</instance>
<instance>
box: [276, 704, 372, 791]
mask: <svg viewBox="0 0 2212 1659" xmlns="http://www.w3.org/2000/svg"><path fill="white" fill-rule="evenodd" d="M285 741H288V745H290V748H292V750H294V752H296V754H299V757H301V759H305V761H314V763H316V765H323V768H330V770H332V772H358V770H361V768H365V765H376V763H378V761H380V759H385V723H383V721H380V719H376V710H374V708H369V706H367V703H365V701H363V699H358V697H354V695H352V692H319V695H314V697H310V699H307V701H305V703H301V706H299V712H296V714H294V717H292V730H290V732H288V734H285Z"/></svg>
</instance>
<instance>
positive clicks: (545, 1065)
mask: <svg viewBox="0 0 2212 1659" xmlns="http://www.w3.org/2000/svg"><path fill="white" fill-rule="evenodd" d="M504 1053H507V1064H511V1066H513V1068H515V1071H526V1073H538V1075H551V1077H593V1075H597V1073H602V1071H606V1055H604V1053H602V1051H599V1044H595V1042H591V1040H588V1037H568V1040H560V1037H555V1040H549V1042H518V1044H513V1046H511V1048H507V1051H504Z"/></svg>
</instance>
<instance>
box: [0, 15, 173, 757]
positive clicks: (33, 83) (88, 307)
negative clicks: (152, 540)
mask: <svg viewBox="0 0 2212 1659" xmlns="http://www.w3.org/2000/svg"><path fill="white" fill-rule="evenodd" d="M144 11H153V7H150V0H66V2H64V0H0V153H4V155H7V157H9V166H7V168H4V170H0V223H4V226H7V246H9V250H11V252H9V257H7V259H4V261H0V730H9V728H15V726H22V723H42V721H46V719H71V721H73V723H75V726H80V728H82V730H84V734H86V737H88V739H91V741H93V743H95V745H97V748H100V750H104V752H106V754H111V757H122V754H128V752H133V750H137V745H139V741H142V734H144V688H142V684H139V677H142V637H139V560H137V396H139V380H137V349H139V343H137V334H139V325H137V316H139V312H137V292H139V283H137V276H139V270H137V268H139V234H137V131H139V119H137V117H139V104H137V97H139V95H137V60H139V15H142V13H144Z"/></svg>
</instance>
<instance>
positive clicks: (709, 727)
::::
PROBLEM TO WORK ON: Output all records exactly, with nothing added or dropped.

SOLUTION FOR THIS TASK:
</instance>
<instance>
box: [276, 704, 372, 791]
mask: <svg viewBox="0 0 2212 1659" xmlns="http://www.w3.org/2000/svg"><path fill="white" fill-rule="evenodd" d="M285 741H288V745H290V748H292V750H294V752H296V754H299V757H301V759H305V761H314V763H316V765H323V768H330V770H332V772H358V770H361V768H365V765H376V763H378V761H380V759H385V723H383V721H380V719H376V710H374V708H369V706H367V703H365V701H363V699H358V697H354V695H352V692H319V695H314V697H310V699H307V701H305V703H301V706H299V712H296V714H294V717H292V730H290V732H288V734H285Z"/></svg>
</instance>
<instance>
positive clicks: (545, 1065)
mask: <svg viewBox="0 0 2212 1659" xmlns="http://www.w3.org/2000/svg"><path fill="white" fill-rule="evenodd" d="M504 1053H507V1064H511V1066H513V1068H515V1071H526V1073H538V1075H551V1077H593V1075H597V1073H602V1071H606V1055H604V1053H602V1051H599V1044H595V1042H591V1040H588V1037H568V1040H560V1037H555V1040H549V1042H518V1044H513V1046H511V1048H507V1051H504Z"/></svg>
</instance>
<instance>
box: [0, 15, 173, 757]
positive clicks: (33, 83) (88, 307)
negative clicks: (152, 540)
mask: <svg viewBox="0 0 2212 1659" xmlns="http://www.w3.org/2000/svg"><path fill="white" fill-rule="evenodd" d="M144 11H153V7H150V0H66V2H64V0H0V153H4V155H7V157H9V166H7V168H4V170H0V223H4V226H7V246H9V250H11V252H9V257H7V259H4V261H0V730H9V728H15V726H22V723H42V721H46V719H71V721H73V723H75V726H80V728H82V730H84V734H86V737H88V739H91V741H93V743H95V745H97V748H100V750H104V752H106V754H111V757H122V754H128V752H133V750H137V745H139V741H142V734H144V688H142V684H139V677H142V637H139V560H137V396H139V380H137V349H139V343H137V334H139V325H137V316H139V312H137V292H139V283H137V276H139V270H137V268H139V234H137V131H139V119H137V117H139V104H137V97H139V95H137V60H139V15H142V13H144Z"/></svg>
</instance>
<instance>
positive clicks: (709, 727)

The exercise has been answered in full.